**PROBLEM REQUIREMENTS**
Can you rewrite the paragraph in the MERS-CoV update below that begins "On 16 May 2017, two cases" as a short list, keeping its main facts?

**READING PASSAGE**
United Arab Emirates

On 16 May 2017, two cases of MERS-CoV infection were reported in the United Arab Emirates. Both cases were reported from Al Ain city and both have reported direct links to dromedary camels. The first case that was identified, a 69-year-old male farmer, is in critical condition in hospital and the second case, a 45-year-old male butcher, is asymptomatic and identified during contact tracing of the first case. Contact tracing and dromedary investigations are ongoing.

Qatar

On 23 May 2017, one case of MERS-CoV infection was reported in Qatar. The case, a 29 year old male from Doha has reported frequent contact with dromedary camels. The Department of Health Protection and Communicable Disease Control in the Ministry of Public Health and animal health resources are currently carrying out case investigation and contact tracing.

Globally, since September 2012, WHO has been notified of 1980 laboratory-confirmed cases of infection with MERS-CoV including at least 699 related deaths have been reported.

WHO risk assessment

MERS-CoV causes severe human infections resulting in high mortality and has demonstrated the ability to transmit between humans. So far, the observed human-to-human transmission has occurred mainly in health care settings.

The notification of additional cases does not change the overall risk assessment. WHO expects that additional cases of MERS-CoV infection will be reported from the Middle East, and that cases will continue to be exported to other countries by individuals who might acquire the infection after exposure to animals or animal products (for example, following contact with dromedaries) or human source (for example, in a health care setting). WHO continues to monitor the epidemiological situation and conducts risk assessment based on the latest available information.

**INFORMATION GIVEN**

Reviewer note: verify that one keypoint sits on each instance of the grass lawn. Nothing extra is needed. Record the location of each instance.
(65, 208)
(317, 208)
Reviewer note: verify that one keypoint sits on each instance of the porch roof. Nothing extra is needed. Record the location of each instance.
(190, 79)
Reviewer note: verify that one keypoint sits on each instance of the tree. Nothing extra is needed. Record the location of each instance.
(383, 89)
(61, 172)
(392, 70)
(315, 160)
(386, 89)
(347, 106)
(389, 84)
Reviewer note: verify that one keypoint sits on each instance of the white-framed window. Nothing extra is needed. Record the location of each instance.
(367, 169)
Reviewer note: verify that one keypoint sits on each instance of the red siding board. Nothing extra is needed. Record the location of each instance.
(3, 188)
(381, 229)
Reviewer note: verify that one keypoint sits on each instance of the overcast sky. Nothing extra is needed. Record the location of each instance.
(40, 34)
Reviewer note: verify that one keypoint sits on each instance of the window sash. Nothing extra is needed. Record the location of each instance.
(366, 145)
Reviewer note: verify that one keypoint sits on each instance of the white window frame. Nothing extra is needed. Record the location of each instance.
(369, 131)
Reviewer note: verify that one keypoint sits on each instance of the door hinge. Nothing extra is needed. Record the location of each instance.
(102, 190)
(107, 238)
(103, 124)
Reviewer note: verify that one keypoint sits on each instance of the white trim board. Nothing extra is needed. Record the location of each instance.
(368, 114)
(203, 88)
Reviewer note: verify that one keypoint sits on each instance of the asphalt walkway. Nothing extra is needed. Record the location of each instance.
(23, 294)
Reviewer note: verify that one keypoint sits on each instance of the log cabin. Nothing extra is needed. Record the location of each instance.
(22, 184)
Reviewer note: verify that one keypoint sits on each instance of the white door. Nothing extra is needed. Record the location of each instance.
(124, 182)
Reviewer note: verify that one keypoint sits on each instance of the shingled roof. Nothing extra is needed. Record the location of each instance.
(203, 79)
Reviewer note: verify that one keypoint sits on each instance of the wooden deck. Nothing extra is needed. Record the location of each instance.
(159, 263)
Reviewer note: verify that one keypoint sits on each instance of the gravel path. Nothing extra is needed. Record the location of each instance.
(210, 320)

**TASK OUTPUT**
- 16 May 2017: two MERS-CoV cases reported in the United Arab Emirates, both from Al Ain city
- Both cases had direct links to dromedary camels
- First case: a 69-year-old male farmer, in critical condition in hospital
- Second case: a 45-year-old male butcher, asymptomatic, identified during contact tracing of the first case
- Contact tracing and dromedary investigations are ongoing